====== PROVIDED PASSAGE ======
# My experience using a Jaboa 3.4 doser



## steveno (19 Jul 2020)

I've recently purchased an Jaboa 3.4 dosing unit, and thought I would post my experience using this device.

The unit was purchased from Aliexpress and was brought as part of set that included 5m of tubing and acrylic tank clamp to run the tubing, at the time it cost me £63, and also include a UK plug convertor as power adapter is a 2 pin type.  This doser is their latest model, and has 4 channels, there is also single channel unit available.

This model is quite a bit smaller that their previous model.














This is picture of the unit set up, the dosing container where purchased form my local aquarium store, but any old container could be used. Something to be mindful of, that i was aware until recently is that fertilizers will deteriorate over time if exposed to natural  light so i have now made a simple enclosure to cover the unit and dosing container and have also ordered some black tubing.
====== SUPPLIED MATERIAL ======
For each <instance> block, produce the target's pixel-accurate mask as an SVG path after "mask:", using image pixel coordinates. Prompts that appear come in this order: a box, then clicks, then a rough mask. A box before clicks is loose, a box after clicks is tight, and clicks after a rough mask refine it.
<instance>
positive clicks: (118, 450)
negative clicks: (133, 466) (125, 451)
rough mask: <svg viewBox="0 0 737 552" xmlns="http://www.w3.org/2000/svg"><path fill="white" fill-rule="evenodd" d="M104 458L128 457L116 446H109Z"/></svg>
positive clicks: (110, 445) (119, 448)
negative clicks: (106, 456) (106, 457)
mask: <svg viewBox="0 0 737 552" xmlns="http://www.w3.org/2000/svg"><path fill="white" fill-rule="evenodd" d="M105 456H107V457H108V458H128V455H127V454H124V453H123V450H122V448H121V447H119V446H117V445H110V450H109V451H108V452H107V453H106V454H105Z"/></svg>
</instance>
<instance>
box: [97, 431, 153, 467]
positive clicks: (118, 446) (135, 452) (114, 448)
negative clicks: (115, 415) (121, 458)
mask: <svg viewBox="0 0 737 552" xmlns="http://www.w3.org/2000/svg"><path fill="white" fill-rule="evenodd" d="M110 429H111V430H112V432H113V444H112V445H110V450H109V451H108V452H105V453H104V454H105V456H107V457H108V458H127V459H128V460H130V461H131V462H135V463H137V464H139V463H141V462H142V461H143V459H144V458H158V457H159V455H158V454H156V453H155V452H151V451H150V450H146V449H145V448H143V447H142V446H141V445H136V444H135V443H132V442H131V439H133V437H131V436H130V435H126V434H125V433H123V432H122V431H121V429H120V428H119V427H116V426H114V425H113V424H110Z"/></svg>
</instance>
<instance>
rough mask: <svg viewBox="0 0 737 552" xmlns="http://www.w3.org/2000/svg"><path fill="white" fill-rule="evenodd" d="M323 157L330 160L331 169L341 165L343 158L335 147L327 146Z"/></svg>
======
====== SUPPLIED MATERIAL ======
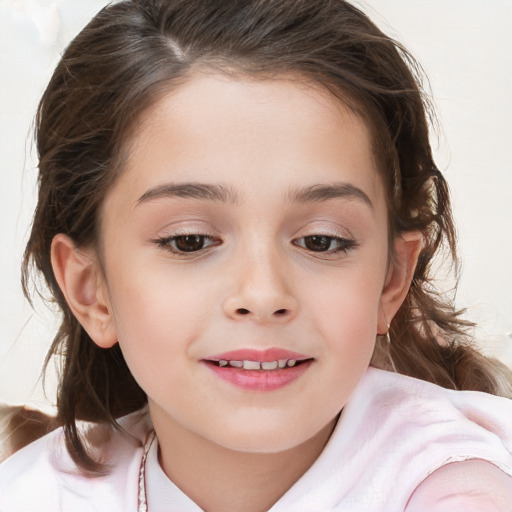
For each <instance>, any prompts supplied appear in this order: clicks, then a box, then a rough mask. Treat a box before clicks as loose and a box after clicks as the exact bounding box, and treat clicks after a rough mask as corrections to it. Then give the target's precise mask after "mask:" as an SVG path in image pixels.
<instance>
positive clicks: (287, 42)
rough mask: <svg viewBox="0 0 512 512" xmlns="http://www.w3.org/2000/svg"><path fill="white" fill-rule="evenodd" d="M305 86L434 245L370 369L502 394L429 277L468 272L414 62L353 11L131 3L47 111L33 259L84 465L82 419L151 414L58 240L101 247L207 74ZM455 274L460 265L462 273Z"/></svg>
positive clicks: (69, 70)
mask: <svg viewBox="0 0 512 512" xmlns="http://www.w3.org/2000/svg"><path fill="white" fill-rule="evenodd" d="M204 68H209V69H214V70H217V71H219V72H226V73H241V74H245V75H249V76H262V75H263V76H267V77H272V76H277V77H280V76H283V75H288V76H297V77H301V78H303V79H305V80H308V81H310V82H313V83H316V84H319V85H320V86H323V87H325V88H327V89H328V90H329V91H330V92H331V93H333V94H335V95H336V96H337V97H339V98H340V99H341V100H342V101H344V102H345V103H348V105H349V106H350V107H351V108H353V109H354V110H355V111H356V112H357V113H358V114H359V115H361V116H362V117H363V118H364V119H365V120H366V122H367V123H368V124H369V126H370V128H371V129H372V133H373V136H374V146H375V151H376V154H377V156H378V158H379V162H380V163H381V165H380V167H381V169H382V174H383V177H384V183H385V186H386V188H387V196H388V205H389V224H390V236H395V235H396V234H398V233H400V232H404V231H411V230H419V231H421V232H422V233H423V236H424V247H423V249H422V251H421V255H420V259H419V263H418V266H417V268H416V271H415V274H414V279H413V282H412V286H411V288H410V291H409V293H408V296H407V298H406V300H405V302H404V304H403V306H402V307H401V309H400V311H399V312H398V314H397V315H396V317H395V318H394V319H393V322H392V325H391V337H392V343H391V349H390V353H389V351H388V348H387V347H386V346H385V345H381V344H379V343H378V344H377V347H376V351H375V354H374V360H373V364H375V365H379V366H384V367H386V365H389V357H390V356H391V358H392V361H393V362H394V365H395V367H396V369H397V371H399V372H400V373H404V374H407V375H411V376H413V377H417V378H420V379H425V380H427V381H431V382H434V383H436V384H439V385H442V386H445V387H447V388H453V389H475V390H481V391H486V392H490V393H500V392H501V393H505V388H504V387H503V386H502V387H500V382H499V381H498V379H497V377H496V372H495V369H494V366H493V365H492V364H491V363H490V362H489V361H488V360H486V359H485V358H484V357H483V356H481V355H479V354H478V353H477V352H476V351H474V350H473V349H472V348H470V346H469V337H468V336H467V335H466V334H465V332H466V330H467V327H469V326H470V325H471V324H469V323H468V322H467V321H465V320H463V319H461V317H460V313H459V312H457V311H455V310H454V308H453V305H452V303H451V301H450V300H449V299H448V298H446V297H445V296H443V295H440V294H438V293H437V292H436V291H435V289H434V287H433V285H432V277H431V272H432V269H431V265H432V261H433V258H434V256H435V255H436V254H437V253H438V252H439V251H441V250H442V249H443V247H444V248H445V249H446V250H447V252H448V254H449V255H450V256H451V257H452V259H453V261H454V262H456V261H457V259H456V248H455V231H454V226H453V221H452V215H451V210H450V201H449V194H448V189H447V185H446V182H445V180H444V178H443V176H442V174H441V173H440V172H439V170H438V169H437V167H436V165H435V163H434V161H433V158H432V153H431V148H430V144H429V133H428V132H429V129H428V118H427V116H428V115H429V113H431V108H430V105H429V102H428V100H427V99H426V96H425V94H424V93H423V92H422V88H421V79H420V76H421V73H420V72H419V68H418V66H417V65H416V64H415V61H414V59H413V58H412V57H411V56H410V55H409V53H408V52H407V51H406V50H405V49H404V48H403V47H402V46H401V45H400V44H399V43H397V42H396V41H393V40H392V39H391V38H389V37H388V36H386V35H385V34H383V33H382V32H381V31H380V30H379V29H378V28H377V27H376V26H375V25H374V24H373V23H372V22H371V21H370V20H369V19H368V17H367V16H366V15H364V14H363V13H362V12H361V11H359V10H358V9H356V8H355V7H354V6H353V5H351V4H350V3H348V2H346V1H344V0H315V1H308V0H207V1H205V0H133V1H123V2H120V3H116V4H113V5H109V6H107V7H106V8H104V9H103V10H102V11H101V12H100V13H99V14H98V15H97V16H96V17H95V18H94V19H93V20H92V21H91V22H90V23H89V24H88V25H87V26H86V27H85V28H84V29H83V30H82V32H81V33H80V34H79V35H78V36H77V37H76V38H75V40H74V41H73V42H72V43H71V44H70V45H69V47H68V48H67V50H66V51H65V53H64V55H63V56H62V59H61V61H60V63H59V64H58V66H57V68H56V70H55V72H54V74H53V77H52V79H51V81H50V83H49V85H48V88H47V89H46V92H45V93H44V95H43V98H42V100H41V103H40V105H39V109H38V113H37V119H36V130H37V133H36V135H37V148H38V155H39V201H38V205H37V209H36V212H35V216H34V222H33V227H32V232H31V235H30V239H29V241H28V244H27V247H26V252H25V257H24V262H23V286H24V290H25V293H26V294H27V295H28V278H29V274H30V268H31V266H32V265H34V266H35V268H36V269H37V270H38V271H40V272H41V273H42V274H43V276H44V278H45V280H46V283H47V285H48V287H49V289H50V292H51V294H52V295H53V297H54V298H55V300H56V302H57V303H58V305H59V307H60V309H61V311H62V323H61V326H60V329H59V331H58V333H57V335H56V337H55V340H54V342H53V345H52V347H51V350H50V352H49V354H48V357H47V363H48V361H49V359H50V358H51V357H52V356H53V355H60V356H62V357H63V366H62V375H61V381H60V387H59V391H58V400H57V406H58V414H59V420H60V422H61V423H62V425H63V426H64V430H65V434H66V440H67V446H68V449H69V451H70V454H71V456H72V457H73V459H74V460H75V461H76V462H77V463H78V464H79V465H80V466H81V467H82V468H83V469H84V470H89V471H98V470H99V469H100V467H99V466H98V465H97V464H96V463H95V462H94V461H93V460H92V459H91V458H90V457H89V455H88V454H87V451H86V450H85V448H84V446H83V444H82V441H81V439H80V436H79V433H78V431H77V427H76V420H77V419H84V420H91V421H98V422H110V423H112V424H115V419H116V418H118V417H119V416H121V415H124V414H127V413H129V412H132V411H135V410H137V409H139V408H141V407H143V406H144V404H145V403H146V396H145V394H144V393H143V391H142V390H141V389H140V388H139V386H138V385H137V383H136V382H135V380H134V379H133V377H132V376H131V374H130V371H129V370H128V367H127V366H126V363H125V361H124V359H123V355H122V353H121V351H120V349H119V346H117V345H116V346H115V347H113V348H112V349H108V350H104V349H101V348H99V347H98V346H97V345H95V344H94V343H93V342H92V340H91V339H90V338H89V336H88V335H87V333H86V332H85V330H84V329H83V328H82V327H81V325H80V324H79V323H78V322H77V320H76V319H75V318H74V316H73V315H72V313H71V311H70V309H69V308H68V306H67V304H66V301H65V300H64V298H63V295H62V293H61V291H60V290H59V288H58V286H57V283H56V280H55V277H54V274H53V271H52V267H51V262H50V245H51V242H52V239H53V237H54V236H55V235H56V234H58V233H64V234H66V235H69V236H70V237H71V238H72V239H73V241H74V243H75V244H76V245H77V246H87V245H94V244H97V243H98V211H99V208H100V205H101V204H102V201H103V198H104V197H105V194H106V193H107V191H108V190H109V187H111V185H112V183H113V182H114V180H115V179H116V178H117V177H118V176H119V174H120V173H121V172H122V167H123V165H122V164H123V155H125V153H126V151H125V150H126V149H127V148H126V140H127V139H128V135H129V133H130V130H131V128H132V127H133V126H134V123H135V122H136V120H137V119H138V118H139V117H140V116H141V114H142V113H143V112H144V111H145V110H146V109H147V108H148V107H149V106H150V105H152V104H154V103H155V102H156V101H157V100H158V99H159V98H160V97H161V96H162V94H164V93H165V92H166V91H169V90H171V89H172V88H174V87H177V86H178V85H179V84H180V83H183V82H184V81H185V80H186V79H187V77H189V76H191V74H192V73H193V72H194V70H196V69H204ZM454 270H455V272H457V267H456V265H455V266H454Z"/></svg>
======
§ TASK DETAILS
Copy the whole forum post about the Jaboa 3.4 doser word for word, with nothing changed or left out. The lines above are separate material and have no connection to the forum post.

§ RESULT OF THIS EXERCISE
# My experience using a Jaboa 3.4 doser



## steveno (19 Jul 2020)

I've recently purchased an Jaboa 3.4 dosing unit, and thought I would post my experience using this device.

The unit was purchased from Aliexpress and was brought as part of set that included 5m of tubing and acrylic tank clamp to run the tubing, at the time it cost me £63, and also include a UK plug convertor as power adapter is a 2 pin type.  This doser is their latest model, and has 4 channels, there is also single channel unit available.

This model is quite a bit smaller that their previous model.














This is picture of the unit set up, the dosing container where purchased form my local aquarium store, but any old container could be used. Something to be mindful of, that i was aware until recently is that fertilizers will deteriorate over time if exposed to natural  light so i have now made a simple enclosure to cover the unit and dosing container and have also ordered some black tubing.